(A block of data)
=====

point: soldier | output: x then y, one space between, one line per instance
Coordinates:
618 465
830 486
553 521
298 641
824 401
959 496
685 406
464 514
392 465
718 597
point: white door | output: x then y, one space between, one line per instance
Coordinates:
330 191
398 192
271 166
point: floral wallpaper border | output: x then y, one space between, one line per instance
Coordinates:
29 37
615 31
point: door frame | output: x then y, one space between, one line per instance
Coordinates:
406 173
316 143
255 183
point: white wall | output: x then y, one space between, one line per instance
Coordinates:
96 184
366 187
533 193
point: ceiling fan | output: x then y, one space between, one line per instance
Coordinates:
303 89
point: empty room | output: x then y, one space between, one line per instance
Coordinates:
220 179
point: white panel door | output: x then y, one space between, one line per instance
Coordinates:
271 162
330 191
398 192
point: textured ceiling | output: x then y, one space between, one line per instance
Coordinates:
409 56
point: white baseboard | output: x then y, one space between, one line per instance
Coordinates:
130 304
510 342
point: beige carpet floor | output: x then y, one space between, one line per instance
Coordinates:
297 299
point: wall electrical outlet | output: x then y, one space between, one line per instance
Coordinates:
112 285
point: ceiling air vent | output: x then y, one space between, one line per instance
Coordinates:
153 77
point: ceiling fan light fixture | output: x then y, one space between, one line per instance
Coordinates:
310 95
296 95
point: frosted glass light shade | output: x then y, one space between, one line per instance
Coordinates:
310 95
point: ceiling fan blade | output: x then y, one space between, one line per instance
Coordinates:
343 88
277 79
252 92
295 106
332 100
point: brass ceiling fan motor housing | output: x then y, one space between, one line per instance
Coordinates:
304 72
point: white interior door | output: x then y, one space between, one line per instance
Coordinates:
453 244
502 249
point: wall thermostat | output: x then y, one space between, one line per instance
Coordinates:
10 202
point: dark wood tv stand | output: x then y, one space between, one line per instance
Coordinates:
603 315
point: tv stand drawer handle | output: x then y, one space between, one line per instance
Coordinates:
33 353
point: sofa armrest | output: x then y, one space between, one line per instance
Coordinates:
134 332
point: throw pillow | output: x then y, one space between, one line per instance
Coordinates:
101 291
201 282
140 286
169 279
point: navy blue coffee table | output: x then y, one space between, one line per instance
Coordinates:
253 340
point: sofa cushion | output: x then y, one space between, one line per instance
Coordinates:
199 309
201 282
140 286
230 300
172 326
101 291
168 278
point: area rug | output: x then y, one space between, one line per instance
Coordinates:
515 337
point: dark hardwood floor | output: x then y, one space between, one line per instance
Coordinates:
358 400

=====

▸ **Objective**: Please reproduce everything in the records from the line containing "point: beige carpet" down to the end of the records, including both the starting line and the last line.

▸ **Full answer**:
point: beige carpet floor | output: x then y, one space between, one line per instance
Coordinates:
297 299
point: wall electrical outlet | output: x then y, one space between, one line per instance
Coordinates:
112 285
point: ceiling air vent | output: x then y, one space between, one line per instance
Coordinates:
153 77
point: ceiling fan light fixture | output: x then y, one space between, one line per instance
Coordinates:
310 95
296 95
point: frosted glass light shade | output: x then y, one space between, one line per instance
Coordinates:
310 95
point: ceiling fan blade | output: x then y, one space between, one line per instance
Coordinates:
343 88
277 79
252 92
295 106
332 100
point: brass ceiling fan motor housing | output: x then y, one space between, one line per instance
Coordinates:
304 72
point: white interior door | output: x then y, one space between, one line per instance
Coordinates:
453 244
502 249
point: wall thermostat | output: x then y, one space between, one line per instance
Coordinates:
10 202
point: dark wood tv stand | output: x then y, one space between, one line per instance
Coordinates:
603 315
point: tv stand drawer handle | output: x then y, one space between, one line per instance
Coordinates:
33 353
point: sofa armrest | output: x then y, one space between, one line per instance
Coordinates:
134 332
point: throw pillow | output: x then y, one space between, one line per instance
Coordinates:
101 291
201 282
140 286
169 279
point: navy blue coffee table | output: x then y, one space between, one line per instance
Coordinates:
253 340
point: sofa cushion | output: x then y, one space between, one line per instance
Coordinates:
199 309
201 282
140 286
230 300
172 326
101 291
168 278
point: area rug | output: x then y, one space between, one line per instance
Coordinates:
515 337
point: dark hardwood floor | output: x then y, one space between, one line per instance
Coordinates:
358 400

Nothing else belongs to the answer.